Problem statement
Reproduce every one of the records below, replacing each occurrence of "even-odd" with "nonzero" and leaving everything else unchanged. Leave the pictures out of the output.

/---

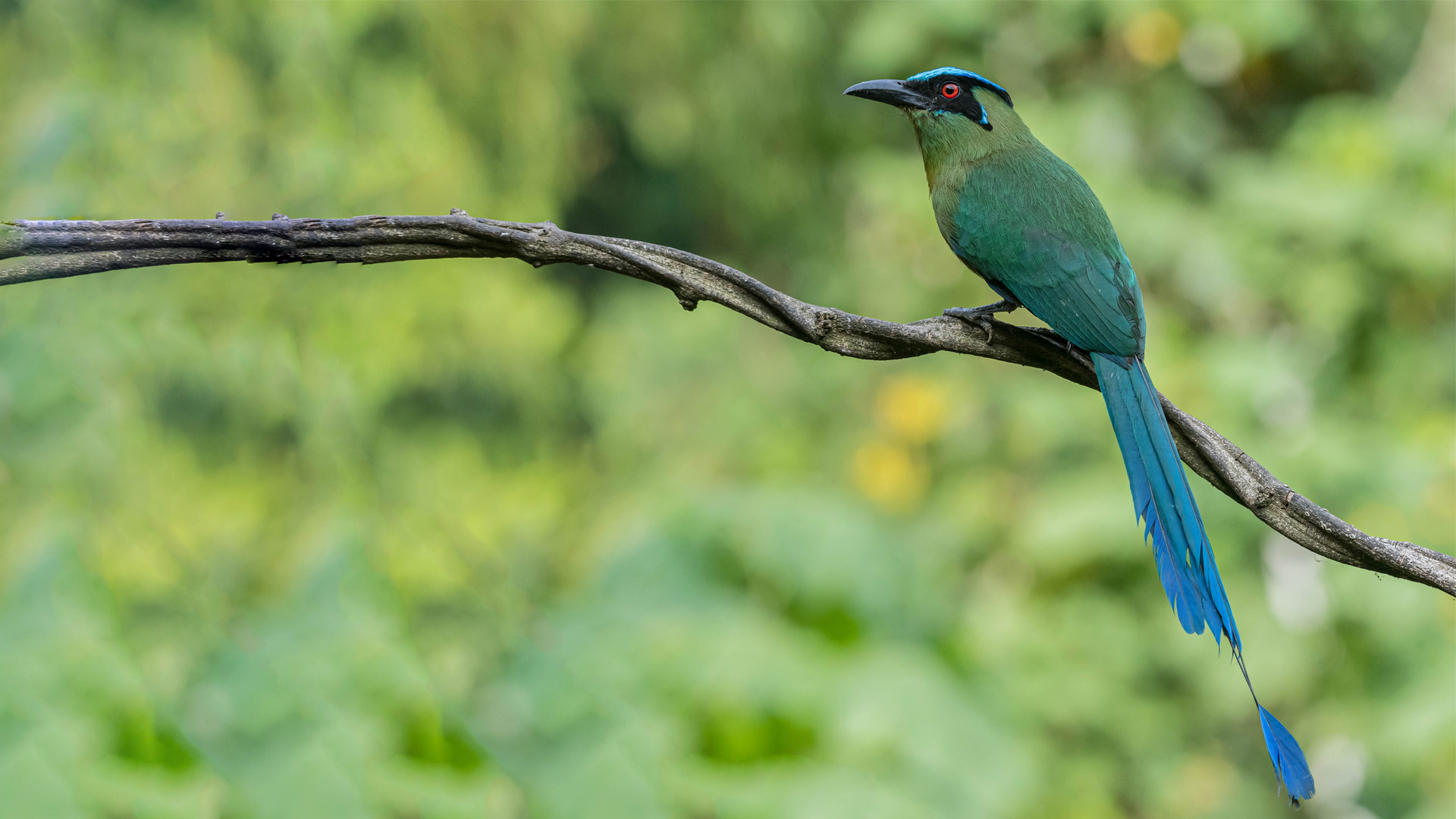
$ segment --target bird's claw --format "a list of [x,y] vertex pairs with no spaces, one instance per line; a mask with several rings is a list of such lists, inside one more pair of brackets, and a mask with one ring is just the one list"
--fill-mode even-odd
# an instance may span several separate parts
[[986,331],[986,344],[996,342],[996,326],[992,319],[996,313],[1009,313],[1015,310],[1019,305],[1012,302],[996,302],[994,305],[981,305],[980,307],[946,307],[943,315],[958,318],[965,324],[974,324],[976,326]]

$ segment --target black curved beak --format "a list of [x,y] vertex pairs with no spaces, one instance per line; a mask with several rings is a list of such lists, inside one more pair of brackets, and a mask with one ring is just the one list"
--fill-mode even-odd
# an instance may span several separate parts
[[930,101],[920,92],[906,87],[900,80],[869,80],[844,89],[849,96],[862,96],[894,105],[895,108],[929,108]]

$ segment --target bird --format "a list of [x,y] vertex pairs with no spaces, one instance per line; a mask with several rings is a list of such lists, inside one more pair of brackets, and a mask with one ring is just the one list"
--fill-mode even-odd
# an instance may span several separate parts
[[945,313],[981,325],[990,340],[994,313],[1025,307],[1089,354],[1168,602],[1188,634],[1207,625],[1220,648],[1227,640],[1258,708],[1275,787],[1299,807],[1315,796],[1313,775],[1299,742],[1254,694],[1213,546],[1143,360],[1137,275],[1092,188],[1031,134],[1010,92],[977,73],[943,67],[844,93],[909,115],[941,235],[1000,296]]

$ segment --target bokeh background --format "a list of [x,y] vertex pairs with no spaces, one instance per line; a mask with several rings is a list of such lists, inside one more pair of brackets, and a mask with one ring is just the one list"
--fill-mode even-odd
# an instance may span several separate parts
[[[957,64],[1102,197],[1165,392],[1452,551],[1453,12],[0,0],[0,216],[463,207],[910,321],[993,296],[840,92]],[[0,463],[10,819],[1287,816],[1041,372],[513,261],[138,270],[0,291]],[[1307,813],[1452,816],[1453,600],[1195,494]]]

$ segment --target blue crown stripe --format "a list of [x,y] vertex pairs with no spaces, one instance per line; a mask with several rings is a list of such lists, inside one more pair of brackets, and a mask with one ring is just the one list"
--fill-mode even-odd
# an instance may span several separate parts
[[1006,105],[1013,106],[1012,102],[1010,102],[1010,92],[1009,90],[1000,87],[999,85],[987,80],[986,77],[983,77],[983,76],[980,76],[980,74],[977,74],[974,71],[967,71],[965,68],[957,68],[954,66],[943,66],[941,68],[930,68],[929,71],[920,71],[919,74],[907,79],[906,82],[907,83],[923,83],[923,82],[930,82],[930,80],[936,80],[936,79],[941,79],[941,77],[958,77],[958,79],[962,79],[962,80],[968,80],[973,86],[981,86],[983,89],[994,93],[996,96],[999,96],[1002,99],[1005,99]]

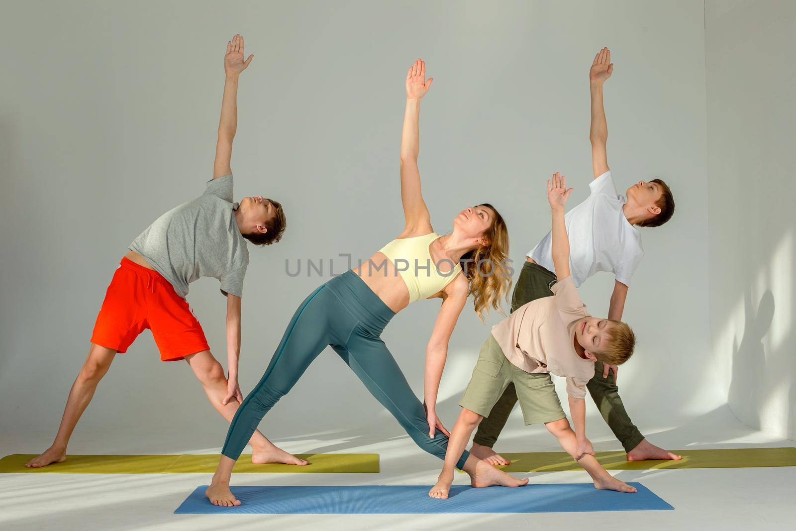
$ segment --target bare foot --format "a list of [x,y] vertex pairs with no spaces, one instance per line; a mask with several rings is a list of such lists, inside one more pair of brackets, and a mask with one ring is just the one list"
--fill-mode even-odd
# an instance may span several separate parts
[[453,473],[443,470],[439,473],[436,484],[428,491],[428,495],[431,498],[438,498],[441,500],[447,499],[448,493],[451,491],[451,483],[453,482]]
[[286,465],[298,465],[299,467],[310,464],[304,459],[299,459],[295,455],[291,455],[274,445],[252,449],[252,463],[256,465],[262,465],[266,463],[283,463]]
[[628,461],[644,461],[645,459],[673,459],[679,461],[681,459],[683,459],[682,455],[677,455],[670,451],[666,451],[663,448],[658,448],[646,439],[642,439],[635,448],[627,452]]
[[595,479],[595,488],[603,490],[616,490],[617,492],[635,492],[636,487],[630,486],[627,483],[610,474],[606,474],[604,478]]
[[41,468],[53,463],[63,463],[65,460],[66,451],[51,446],[43,454],[25,463],[25,466],[28,468]]
[[470,484],[473,486],[522,486],[528,484],[528,478],[517,479],[509,475],[503,470],[499,470],[486,461],[478,461],[475,464],[475,470],[470,474]]
[[235,498],[235,494],[229,490],[229,485],[226,483],[213,482],[205,491],[205,496],[210,500],[210,503],[219,507],[232,507],[240,505],[240,500]]
[[503,465],[507,465],[510,463],[508,459],[495,452],[494,450],[488,446],[482,446],[480,444],[476,444],[475,443],[473,443],[473,446],[470,449],[470,453],[482,461],[486,461],[493,467],[502,467]]

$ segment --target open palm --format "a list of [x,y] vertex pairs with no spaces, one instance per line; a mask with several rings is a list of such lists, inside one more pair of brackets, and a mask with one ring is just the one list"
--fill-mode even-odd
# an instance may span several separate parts
[[614,64],[611,62],[611,50],[603,48],[591,63],[591,69],[589,70],[589,81],[603,83],[614,73]]
[[228,74],[240,74],[252,62],[254,55],[244,61],[244,37],[236,34],[227,43],[227,54],[224,57],[224,71]]
[[418,59],[409,67],[409,72],[406,75],[406,97],[419,100],[426,96],[433,80],[433,77],[426,80],[426,63],[422,59]]
[[569,199],[572,189],[567,189],[567,179],[559,172],[552,174],[552,179],[548,179],[548,201],[550,206],[563,207]]

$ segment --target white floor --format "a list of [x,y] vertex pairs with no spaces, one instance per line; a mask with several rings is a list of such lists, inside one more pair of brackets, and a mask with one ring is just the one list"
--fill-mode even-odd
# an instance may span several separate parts
[[[508,451],[555,450],[551,437],[536,428],[510,423],[501,447]],[[597,423],[592,423],[595,426]],[[513,425],[513,426],[512,426]],[[133,429],[133,428],[131,428]],[[394,432],[398,435],[397,432]],[[47,435],[4,433],[0,454],[32,453],[46,446]],[[76,435],[77,434],[76,434]],[[124,434],[118,435],[121,437]],[[129,435],[130,434],[127,434]],[[137,439],[146,440],[148,437]],[[616,449],[607,434],[592,440],[598,450]],[[650,440],[671,448],[794,446],[751,430],[720,408],[685,427],[646,431]],[[113,447],[108,434],[82,432],[70,451],[80,453],[212,453],[218,448],[171,448],[167,437],[143,448],[126,438]],[[246,474],[233,478],[236,485],[431,485],[439,463],[419,452],[405,436],[376,442],[357,437],[335,439],[316,434],[304,439],[277,441],[295,452],[345,451],[380,454],[380,474]],[[98,447],[97,442],[103,442]],[[151,440],[151,439],[150,439]],[[34,441],[31,443],[31,441]],[[682,441],[698,441],[685,443]],[[361,444],[366,442],[365,444]],[[123,448],[121,450],[119,448]],[[181,515],[174,509],[210,474],[0,474],[0,529],[421,529],[528,528],[530,525],[573,529],[793,529],[796,499],[796,467],[725,468],[675,470],[621,471],[624,481],[638,481],[674,506],[671,511],[628,511],[531,514],[458,515]],[[523,474],[517,474],[523,475]],[[585,482],[580,472],[526,474],[531,482]],[[458,474],[456,482],[466,483]]]

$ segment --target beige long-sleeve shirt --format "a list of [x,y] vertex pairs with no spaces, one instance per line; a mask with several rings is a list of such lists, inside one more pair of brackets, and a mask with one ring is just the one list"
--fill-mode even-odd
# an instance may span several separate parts
[[575,323],[587,317],[572,275],[551,288],[553,295],[533,300],[492,327],[492,335],[513,365],[527,373],[552,373],[567,378],[567,393],[586,396],[594,361],[575,349]]

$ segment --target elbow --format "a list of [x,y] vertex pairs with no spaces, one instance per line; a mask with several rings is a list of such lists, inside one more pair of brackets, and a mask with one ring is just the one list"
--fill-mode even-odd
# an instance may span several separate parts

\---

The solution
$ segment --target bird's claw --format "a list of [x,y] vertex pairs with no spaces, one instance per line; a mask with several rings is a list of such lists, inside one more pair of brackets, and a mask with one ring is just the one list"
--fill-mode nonzero
# an instance may span several separate parts
[[986,331],[986,344],[996,342],[996,326],[992,319],[996,313],[1009,313],[1015,310],[1019,305],[1012,302],[996,302],[994,305],[981,305],[980,307],[946,307],[943,315],[958,318],[965,324],[974,324],[976,326]]

$ segment --target black curved beak --format "a list of [x,y] vertex pairs with no spaces, one instance per line; a mask with several rings is a list of such lists, inside one more pair of brackets, and a mask with one ring is just the one list"
--fill-mode nonzero
# an instance may span several separate parts
[[930,101],[920,92],[906,87],[900,80],[869,80],[844,89],[849,96],[862,96],[894,105],[895,108],[929,108]]

$ segment --target bird --format "a list of [x,y] vertex pairs with no spaces, one instance per line; a mask with several rings is a list of such lists, inside one more pair of brackets, and a mask with one ring is just the one list"
--fill-mode nonzero
# an instance may span several separate parts
[[945,313],[981,325],[990,340],[994,313],[1025,307],[1089,354],[1168,602],[1188,634],[1207,625],[1220,648],[1227,640],[1258,708],[1275,787],[1299,807],[1315,796],[1313,775],[1299,742],[1254,694],[1213,546],[1143,360],[1137,275],[1092,188],[1031,134],[1010,92],[977,73],[943,67],[844,93],[909,115],[941,235],[1000,296]]

$ segment --target bokeh background --format "a list of [x,y] vertex pairs with no spaces, one instance per line; a mask with several rings is a list of such lists, inside one more pair of brackets, and a mask with one ring is just the one list"
--fill-mode nonzero
# an instance may span several separate parts
[[[957,64],[1102,197],[1165,392],[1452,551],[1453,12],[0,0],[0,216],[463,207],[910,321],[993,296],[840,92]],[[0,463],[10,819],[1287,816],[1041,372],[513,261],[138,270],[0,291]],[[1307,813],[1452,816],[1453,600],[1195,494]]]

$ segment --target blue crown stripe --format "a list of [x,y] vertex pairs with no spaces, one instance per line; a mask with several rings is a list of such lists, inside one more pair of brackets, and a mask with one ring is just the one list"
--fill-mode nonzero
# an instance may span several separate parts
[[1006,105],[1013,106],[1012,102],[1010,102],[1010,92],[1009,90],[1000,87],[999,85],[987,80],[986,77],[983,77],[983,76],[980,76],[980,74],[977,74],[974,71],[967,71],[965,68],[957,68],[954,66],[943,66],[941,68],[930,68],[929,71],[920,71],[919,74],[907,79],[906,82],[907,83],[923,83],[923,82],[930,82],[930,80],[936,80],[936,79],[941,79],[941,77],[958,77],[958,79],[962,79],[962,80],[968,80],[973,86],[981,86],[983,89],[994,93],[996,96],[999,96],[1002,99],[1005,99]]

$ segment --target bare foot --format "a list of [x,y] vertex pairs with no spaces, one instance per line; a mask with several rings is a list of such lists, inside one more pair of brackets, and a mask with one ring is just the one list"
--fill-mode nonzero
# an instance may span several separate parts
[[453,473],[443,470],[439,473],[436,484],[428,491],[428,495],[431,498],[438,498],[441,500],[447,499],[448,493],[451,491],[451,483],[453,482]]
[[286,465],[298,465],[299,467],[310,464],[304,459],[299,459],[295,455],[291,455],[274,445],[252,449],[252,463],[256,465],[262,465],[266,463],[283,463]]
[[628,461],[644,461],[645,459],[673,459],[679,461],[681,459],[683,459],[682,455],[677,455],[670,451],[666,451],[663,448],[658,448],[646,439],[642,439],[635,448],[627,452]]
[[595,479],[595,488],[603,490],[616,490],[617,492],[635,492],[636,487],[630,486],[627,483],[610,474],[606,474],[604,478]]
[[41,468],[53,463],[63,463],[65,460],[66,451],[51,446],[43,454],[25,463],[25,466],[28,468]]
[[470,484],[473,486],[522,486],[528,484],[528,478],[517,479],[509,475],[503,470],[499,470],[486,461],[478,461],[475,464],[475,470],[470,474]]
[[235,498],[235,494],[229,490],[229,485],[226,483],[213,482],[205,491],[205,496],[210,500],[210,503],[219,507],[232,507],[240,505],[240,500]]
[[503,465],[507,465],[510,463],[508,459],[495,452],[494,450],[488,446],[482,446],[480,444],[476,444],[475,443],[473,443],[473,446],[470,449],[470,453],[482,461],[486,461],[493,467],[502,467]]

$ segment --target open palm --format "a list of [x,y] vertex pairs with no spaces, one instance per line; a mask with several rings is a list of such lists, inside one more pair of brackets, and a mask with one ring is just the one list"
--fill-mode nonzero
# an instance may span several separate parts
[[614,64],[611,62],[611,50],[603,48],[591,63],[591,69],[589,70],[589,81],[603,83],[614,73]]
[[228,74],[240,74],[252,62],[254,55],[244,61],[244,37],[236,34],[227,43],[227,54],[224,57],[224,71]]
[[418,59],[409,67],[409,72],[406,75],[406,97],[419,100],[426,96],[433,80],[433,77],[426,80],[426,63],[422,59]]
[[569,199],[572,189],[567,189],[567,179],[559,172],[552,174],[552,179],[548,179],[548,201],[550,206],[563,207]]

$ segment --target white floor --format "a list of [x,y] vertex pairs with no spaces, one instance per line; a mask with several rings is a list of such lists, inside one more pair of brackets, and a mask with one ring is just the one list"
--fill-mode nonzero
# an instance may span several separate parts
[[[508,451],[555,450],[551,437],[536,428],[510,423],[501,447]],[[597,423],[592,423],[595,426]],[[513,425],[513,426],[512,426]],[[133,429],[133,428],[131,428]],[[394,432],[398,435],[397,432]],[[47,435],[4,433],[0,454],[32,453],[46,446]],[[76,435],[77,434],[76,434]],[[124,434],[118,435],[121,437]],[[129,435],[130,434],[127,434]],[[137,439],[146,440],[148,437]],[[616,449],[607,434],[592,440],[598,450]],[[650,440],[671,448],[794,446],[751,430],[720,408],[685,427],[646,431]],[[113,447],[108,434],[82,432],[70,451],[80,453],[212,453],[218,448],[171,448],[167,437],[143,448],[126,438]],[[246,474],[233,478],[236,485],[431,485],[439,463],[419,452],[405,436],[376,442],[357,437],[335,439],[316,434],[304,439],[277,441],[295,452],[345,451],[380,454],[380,474]],[[98,447],[97,442],[103,442]],[[151,440],[151,439],[150,439]],[[34,441],[31,443],[31,441]],[[682,441],[698,441],[685,443]],[[361,444],[366,442],[365,444]],[[123,448],[121,450],[119,448]],[[181,515],[174,509],[210,474],[0,474],[0,529],[421,529],[528,528],[530,525],[573,529],[793,529],[796,499],[796,467],[725,468],[675,470],[621,471],[624,481],[638,481],[674,506],[671,511],[628,511],[531,514],[458,515]],[[523,474],[517,474],[523,475]],[[585,482],[580,472],[526,474],[531,482]],[[458,474],[456,482],[466,483]]]

$ segment --target beige long-sleeve shirt --format "a list of [x,y] vertex pairs with no spaces, one instance per line; a mask with several rings is a list of such lists, inside one more pair of brackets, and a mask with one ring is just the one list"
--fill-mode nonzero
# an instance may span several separate parts
[[575,323],[587,317],[572,275],[551,288],[553,295],[533,300],[492,327],[492,335],[513,365],[527,373],[552,373],[567,378],[567,393],[586,396],[594,361],[575,349]]

$ segment --target elbow --format "a list of [x,y] vertex pairs with no spaces, one instance per line; a mask with several rings is a list of such lists, inside one more pair of brackets, and a mask with one ring is just the one list"
--fill-mode nonzero
# an instance may span several separate parts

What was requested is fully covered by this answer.